*Exercise instructions*:
1/ Translate this sentence from the thread on encryption errors below into Spanish: "An encryption-decryption system consists of three elements: encode, transmit, and decode."
2/ Decide whether each statement agrees with the thread on encryption errors below. Answer yes or no for each and quote the words from the thread that settle it.
(a) Transmission errors occur in 1% of the messages.
(b) The errors are to be treated as dependent on one another.
(c) The solution puts the probability of a fault-free decode at 0.999.
3/ Write the next part of the thread on encryption errors below, starting after its final line, the formula marked (3).

*Document extract*:
++++++++++

Question

An encryption-decryption system consists of three elements: encode, transmit, and decode. A faulty encode occurs in 0.7% of the messages processed, transmission errors occur in 1% of the messages, and a decode error occurs in 0.1% of the messages. Assume the errors are independent. Round your answers to four decimal places (e.g. 98.7654).

(a) What is the probability of a completely defect-free message?

(b) What is the probability of a message that has either an encode or a decode error?

Answer 1

Solution

Let A1, A2 and A3 be respectively the event of fault-free encode, fault-free transmit and fault-free decode,

Then, P(A1) = 1 – 0.007 = 0.993; P(A2) = 1 – 0.01 = 0.99 and P(A3) = 1 – 0.001 = 0.999 .............. (1)

Back-up Theory

For 2 events, A and B,

P(A or B) = P(A ∪ B) = P(A) + P(B) - P(A ∩ B) …………………...........................................…………(2)

If A and B are independent, P(A ∩ B) = P(A) x P(B) ..………....................................…………………(3)

++++++++++

*Records shown*:
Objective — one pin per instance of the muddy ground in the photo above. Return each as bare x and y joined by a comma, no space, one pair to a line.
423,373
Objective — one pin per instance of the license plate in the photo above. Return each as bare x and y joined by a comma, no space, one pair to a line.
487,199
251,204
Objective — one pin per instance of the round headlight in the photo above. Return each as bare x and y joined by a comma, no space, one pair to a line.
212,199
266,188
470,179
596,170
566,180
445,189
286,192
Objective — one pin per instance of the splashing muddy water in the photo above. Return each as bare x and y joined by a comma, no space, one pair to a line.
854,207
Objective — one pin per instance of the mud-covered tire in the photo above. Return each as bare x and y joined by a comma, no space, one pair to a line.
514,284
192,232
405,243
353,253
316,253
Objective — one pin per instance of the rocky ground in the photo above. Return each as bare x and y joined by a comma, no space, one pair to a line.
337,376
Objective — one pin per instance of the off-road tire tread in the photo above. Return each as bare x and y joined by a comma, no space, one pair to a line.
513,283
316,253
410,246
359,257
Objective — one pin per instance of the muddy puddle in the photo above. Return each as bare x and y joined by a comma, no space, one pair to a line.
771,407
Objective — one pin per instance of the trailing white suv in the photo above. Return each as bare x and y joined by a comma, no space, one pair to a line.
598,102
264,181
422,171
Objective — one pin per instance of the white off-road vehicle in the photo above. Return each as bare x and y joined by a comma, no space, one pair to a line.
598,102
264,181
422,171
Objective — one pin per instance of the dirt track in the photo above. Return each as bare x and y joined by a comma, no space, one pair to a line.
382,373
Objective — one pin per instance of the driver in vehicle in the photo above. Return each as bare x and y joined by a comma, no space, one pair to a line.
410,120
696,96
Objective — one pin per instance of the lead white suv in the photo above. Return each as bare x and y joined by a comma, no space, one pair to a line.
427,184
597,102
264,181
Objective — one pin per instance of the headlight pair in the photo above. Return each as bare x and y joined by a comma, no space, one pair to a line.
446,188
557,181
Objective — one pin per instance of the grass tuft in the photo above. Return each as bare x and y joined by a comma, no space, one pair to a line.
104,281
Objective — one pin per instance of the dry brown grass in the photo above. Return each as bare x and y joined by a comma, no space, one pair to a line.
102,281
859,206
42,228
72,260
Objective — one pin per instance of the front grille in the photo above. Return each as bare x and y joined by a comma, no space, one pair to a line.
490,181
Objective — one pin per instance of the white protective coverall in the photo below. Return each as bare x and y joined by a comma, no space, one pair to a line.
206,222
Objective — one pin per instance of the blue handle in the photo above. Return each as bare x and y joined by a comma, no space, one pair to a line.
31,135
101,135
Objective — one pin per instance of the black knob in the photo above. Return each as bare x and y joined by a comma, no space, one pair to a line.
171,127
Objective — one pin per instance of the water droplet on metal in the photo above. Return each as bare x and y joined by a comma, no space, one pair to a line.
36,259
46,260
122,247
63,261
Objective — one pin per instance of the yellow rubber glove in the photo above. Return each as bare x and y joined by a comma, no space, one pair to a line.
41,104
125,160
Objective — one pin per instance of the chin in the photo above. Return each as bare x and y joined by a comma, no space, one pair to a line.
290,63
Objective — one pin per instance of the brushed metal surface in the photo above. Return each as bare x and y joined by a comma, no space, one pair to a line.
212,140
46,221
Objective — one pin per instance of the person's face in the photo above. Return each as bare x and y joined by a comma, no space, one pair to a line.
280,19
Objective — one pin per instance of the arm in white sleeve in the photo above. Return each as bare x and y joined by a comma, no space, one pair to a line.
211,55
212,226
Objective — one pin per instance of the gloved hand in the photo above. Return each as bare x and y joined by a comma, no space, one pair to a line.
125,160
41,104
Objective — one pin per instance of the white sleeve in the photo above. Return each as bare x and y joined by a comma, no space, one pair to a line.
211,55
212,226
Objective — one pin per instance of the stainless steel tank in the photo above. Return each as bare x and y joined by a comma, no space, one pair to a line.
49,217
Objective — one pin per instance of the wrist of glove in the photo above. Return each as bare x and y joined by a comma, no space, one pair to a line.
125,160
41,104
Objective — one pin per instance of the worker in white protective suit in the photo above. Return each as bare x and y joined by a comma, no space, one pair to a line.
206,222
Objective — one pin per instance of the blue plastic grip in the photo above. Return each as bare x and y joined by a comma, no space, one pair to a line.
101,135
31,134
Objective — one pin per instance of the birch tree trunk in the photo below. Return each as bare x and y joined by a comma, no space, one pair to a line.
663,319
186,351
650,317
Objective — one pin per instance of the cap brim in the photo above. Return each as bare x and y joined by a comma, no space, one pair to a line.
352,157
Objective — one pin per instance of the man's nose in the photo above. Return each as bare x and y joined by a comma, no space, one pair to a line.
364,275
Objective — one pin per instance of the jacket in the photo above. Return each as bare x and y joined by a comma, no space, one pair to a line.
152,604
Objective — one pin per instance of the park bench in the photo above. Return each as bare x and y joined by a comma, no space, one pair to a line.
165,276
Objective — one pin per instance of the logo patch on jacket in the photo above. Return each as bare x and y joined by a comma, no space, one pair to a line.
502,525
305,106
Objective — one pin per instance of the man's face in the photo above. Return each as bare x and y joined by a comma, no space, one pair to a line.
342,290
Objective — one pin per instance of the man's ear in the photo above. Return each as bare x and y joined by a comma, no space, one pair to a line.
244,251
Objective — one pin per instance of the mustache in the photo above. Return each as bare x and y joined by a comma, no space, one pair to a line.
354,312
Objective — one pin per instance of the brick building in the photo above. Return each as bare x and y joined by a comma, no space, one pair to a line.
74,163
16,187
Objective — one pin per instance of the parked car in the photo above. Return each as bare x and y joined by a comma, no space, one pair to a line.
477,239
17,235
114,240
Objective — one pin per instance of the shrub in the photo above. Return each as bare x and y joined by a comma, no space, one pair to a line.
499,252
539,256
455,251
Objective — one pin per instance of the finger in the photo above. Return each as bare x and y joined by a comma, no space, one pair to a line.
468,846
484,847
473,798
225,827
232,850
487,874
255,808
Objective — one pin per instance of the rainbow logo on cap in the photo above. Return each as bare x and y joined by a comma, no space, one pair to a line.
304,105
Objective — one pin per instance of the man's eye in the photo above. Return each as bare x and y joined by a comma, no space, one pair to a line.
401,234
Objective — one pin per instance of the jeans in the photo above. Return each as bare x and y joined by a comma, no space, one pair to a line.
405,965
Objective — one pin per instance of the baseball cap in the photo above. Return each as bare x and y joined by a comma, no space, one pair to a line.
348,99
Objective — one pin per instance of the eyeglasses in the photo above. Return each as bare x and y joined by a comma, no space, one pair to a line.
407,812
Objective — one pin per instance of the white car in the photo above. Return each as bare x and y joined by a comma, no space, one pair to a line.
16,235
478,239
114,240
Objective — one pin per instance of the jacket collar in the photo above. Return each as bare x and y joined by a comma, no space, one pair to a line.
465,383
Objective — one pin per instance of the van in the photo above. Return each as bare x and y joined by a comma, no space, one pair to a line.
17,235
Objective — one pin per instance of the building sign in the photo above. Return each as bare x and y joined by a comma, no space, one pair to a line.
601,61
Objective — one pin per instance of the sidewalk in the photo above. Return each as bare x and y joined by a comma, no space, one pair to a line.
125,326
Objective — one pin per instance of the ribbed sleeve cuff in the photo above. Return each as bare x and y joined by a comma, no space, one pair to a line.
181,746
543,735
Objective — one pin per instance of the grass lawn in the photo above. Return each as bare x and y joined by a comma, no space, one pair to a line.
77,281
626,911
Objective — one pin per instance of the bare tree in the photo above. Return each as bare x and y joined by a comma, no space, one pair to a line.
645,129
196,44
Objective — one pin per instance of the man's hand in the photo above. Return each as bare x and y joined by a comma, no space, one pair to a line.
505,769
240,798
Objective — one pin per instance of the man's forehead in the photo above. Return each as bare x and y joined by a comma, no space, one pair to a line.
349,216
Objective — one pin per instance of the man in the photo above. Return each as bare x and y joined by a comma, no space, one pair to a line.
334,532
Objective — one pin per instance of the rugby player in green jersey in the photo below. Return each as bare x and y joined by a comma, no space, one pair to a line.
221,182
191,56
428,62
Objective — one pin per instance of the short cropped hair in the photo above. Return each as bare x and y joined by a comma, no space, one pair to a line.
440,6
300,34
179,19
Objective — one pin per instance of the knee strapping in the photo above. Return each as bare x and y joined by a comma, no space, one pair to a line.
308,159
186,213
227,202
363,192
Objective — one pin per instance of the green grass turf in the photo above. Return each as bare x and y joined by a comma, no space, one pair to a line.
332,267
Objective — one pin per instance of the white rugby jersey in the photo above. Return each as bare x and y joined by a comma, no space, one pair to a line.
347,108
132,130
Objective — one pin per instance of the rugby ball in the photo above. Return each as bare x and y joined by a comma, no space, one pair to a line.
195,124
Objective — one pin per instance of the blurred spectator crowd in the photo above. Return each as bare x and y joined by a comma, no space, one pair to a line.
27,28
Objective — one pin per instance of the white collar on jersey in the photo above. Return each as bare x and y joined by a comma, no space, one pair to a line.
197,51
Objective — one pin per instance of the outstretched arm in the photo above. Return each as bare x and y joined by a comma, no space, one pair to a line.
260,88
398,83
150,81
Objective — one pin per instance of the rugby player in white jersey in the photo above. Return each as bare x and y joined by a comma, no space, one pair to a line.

++++++++++

*Answers to the problems*:
1/ Un sistema de cifrado y descifrado consta de tres elementos: codificar, transmitir y decodificar.

2/
(a) Yes: "transmission errors occur in 1% of the messages"
(b) No: "Assume the errors are independent."
(c) Yes: "P(A3) = 1 – 0.001 = 0.999"

3/
A^C and B^C are also independent and hence P(A^C ∩ B^C) = P(A^C) x P(B^C) ..…………………………(3a)

(2) and (3) =>

P(A or B) = P(A ∪ B) = P(A) + P(B) - P(A) x P(B) …………………….....................................………(4)

Extending (3), if A1, A2 and A3 are three independent events,

P(A1 ∩ A2 ∩ A3) = P(A1) x P(A2) x P(A3) ...................................................................................... (5)

Now, to work out the solution,

Given, ‘Assume the errors are independent’, (3), (3a) and (5) can be directly applied.

Part (a)

Probability of a completely defect-free message

= P(A1 ∩ A2 ∩ A3)

= 0.993 x 0.99 x 0.999   [vide (5) and (1)]

= 0.9821 Answer 1

Part (b)

Probability of a message that has either an encode or a decode error

P(A1^C or A3^C)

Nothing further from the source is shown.